TASK REQUIREMENTS
Set down, character for character, everything in the records below from the line containing "Complete each <instance>" down to the line containing "positive clicks: (223, 143)", with both of those lines included.
(Beginning of SUPPLIED MATERIAL)
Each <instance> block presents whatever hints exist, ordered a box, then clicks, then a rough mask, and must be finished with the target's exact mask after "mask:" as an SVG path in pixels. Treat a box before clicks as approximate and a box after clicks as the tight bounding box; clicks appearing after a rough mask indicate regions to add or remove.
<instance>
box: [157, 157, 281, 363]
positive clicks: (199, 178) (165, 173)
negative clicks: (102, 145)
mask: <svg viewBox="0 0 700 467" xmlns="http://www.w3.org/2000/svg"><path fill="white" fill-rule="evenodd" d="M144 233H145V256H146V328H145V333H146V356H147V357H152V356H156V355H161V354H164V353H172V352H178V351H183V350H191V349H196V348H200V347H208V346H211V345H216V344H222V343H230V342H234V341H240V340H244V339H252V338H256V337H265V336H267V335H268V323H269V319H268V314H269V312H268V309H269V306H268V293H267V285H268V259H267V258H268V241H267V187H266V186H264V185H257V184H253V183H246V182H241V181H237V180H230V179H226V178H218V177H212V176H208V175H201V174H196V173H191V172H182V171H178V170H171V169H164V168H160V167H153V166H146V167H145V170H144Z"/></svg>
(End of SUPPLIED MATERIAL)
(Beginning of SUPPLIED MATERIAL)
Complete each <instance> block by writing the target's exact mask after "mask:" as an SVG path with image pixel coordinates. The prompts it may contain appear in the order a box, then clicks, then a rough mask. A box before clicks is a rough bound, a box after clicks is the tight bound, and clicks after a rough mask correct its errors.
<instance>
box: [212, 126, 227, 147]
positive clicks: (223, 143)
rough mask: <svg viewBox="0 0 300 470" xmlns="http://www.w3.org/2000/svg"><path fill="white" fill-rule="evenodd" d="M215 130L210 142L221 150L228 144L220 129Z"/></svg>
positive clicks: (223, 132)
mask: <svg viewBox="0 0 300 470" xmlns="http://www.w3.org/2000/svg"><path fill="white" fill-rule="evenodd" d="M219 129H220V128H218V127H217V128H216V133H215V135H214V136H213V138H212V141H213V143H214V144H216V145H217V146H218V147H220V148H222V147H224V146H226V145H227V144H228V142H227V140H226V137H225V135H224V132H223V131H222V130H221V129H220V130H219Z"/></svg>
(End of SUPPLIED MATERIAL)
(Beginning of SUPPLIED MATERIAL)
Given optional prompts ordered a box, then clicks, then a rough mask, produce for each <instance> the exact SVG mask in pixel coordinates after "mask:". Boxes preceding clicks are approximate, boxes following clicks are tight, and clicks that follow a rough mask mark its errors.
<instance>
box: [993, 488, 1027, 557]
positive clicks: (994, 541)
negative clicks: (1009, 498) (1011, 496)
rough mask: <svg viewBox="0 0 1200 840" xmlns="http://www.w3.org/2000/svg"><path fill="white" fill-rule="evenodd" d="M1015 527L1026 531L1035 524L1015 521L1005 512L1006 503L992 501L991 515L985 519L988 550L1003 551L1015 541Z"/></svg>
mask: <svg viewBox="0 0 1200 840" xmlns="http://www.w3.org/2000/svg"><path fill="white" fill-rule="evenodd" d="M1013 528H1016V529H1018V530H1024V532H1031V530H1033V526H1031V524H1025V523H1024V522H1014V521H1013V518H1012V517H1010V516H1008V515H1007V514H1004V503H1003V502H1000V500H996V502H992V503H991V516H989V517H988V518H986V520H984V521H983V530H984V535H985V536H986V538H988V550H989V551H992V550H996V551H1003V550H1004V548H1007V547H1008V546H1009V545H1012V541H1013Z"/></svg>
(End of SUPPLIED MATERIAL)
WRITTEN RESPONSE
Complete each <instance> block by writing the target's exact mask after "mask:" as an SVG path with image pixel coordinates. The prompts it may contain appear in the order a box, then clicks, then a rough mask. A box before clicks is a rough bound, a box after clicks is the tight bound, and clicks after a rough mask correct its errors.
<instance>
box: [212, 126, 227, 147]
positive clicks: (223, 143)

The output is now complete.